:: TASK REQUIREMENTS ::
The records must be returned word for word.

:: SOURCE DATA ::
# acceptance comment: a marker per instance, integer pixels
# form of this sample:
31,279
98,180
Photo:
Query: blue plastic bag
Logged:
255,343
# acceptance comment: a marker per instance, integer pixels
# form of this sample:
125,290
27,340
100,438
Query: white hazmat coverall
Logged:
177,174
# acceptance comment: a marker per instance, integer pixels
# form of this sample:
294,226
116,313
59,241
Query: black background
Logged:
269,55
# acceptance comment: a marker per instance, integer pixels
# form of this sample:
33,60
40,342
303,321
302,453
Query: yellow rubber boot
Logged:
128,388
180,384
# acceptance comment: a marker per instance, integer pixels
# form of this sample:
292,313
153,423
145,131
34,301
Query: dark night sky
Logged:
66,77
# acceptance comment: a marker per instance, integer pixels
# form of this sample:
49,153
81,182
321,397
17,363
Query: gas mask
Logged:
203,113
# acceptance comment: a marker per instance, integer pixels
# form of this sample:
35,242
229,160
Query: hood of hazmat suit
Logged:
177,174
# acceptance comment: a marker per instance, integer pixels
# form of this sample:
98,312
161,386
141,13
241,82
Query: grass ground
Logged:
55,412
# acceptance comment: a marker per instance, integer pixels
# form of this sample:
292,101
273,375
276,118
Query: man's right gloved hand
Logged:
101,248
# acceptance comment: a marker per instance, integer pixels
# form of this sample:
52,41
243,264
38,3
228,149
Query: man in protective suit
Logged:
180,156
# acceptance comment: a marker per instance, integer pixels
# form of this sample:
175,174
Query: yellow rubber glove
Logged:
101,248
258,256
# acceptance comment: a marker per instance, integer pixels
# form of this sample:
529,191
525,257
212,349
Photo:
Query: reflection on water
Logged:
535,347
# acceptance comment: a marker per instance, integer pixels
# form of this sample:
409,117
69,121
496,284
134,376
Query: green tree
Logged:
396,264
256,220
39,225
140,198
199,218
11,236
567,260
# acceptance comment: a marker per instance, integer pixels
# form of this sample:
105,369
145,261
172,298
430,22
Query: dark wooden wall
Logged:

:: COMPLETED TASK ::
# acceptance comment: a marker per instance, integer pixels
# form of this sample:
31,279
98,180
Photo:
Query: blue plastic bag
Logged:
255,343
# acceptance comment: a marker per instance, integer pixels
# form of this sample:
125,290
27,340
100,438
Query: white hazmat coverall
Logged:
177,174
# acceptance comment: a marker per instance, integer pixels
# form of this sample:
294,226
116,313
59,241
Query: black background
Logged:
269,55
# acceptance comment: a marker per instance, integer pixels
# form of this sample:
33,60
40,342
303,321
302,453
Query: yellow rubber boot
Logged:
128,388
180,384
# acceptance comment: a marker per instance, integer pixels
# form of this sample:
292,313
153,423
145,131
34,301
Query: dark night sky
Logged:
66,77
# acceptance comment: a marker per instance, integer pixels
# form of this sample:
49,153
81,182
321,397
17,363
Query: gas mask
Logged:
203,113
# acceptance comment: a marker per instance, integer pixels
# form of this sample:
35,242
229,160
Query: hood of hazmat suit
Logged:
177,174
# acceptance comment: a marker per instance, integer pixels
# form of this sample:
98,312
161,386
141,13
241,82
Query: grass ground
Logged:
55,412
# acceptance comment: a marker per instance, integer pixels
# form of this sample:
292,101
273,375
276,118
Query: man's right gloved hand
Logged:
101,248
# acceptance comment: a marker per instance, integer pixels
# form of this sample:
52,41
243,264
38,3
228,149
Query: man in protective suit
Logged:
180,156
# acceptance comment: a marker per instance, integer pixels
# form of this sample:
175,174
Query: yellow rubber glove
Logged:
101,248
258,256
# acceptance comment: a marker per instance, integer pixels
# form of this sample:
529,191
525,257
212,349
Photo:
Query: reflection on water
Logged:
535,347
# acceptance comment: a marker per instance, integer pixels
# form of this sample:
409,117
69,121
496,284
134,376
Query: green tree
Logged:
396,264
256,220
39,225
140,198
199,218
11,236
567,260
# acceptance comment: a marker per instance, integer pixels
# form of this sample:
105,369
145,261
172,298
430,22
Query: dark wooden wall
Logged:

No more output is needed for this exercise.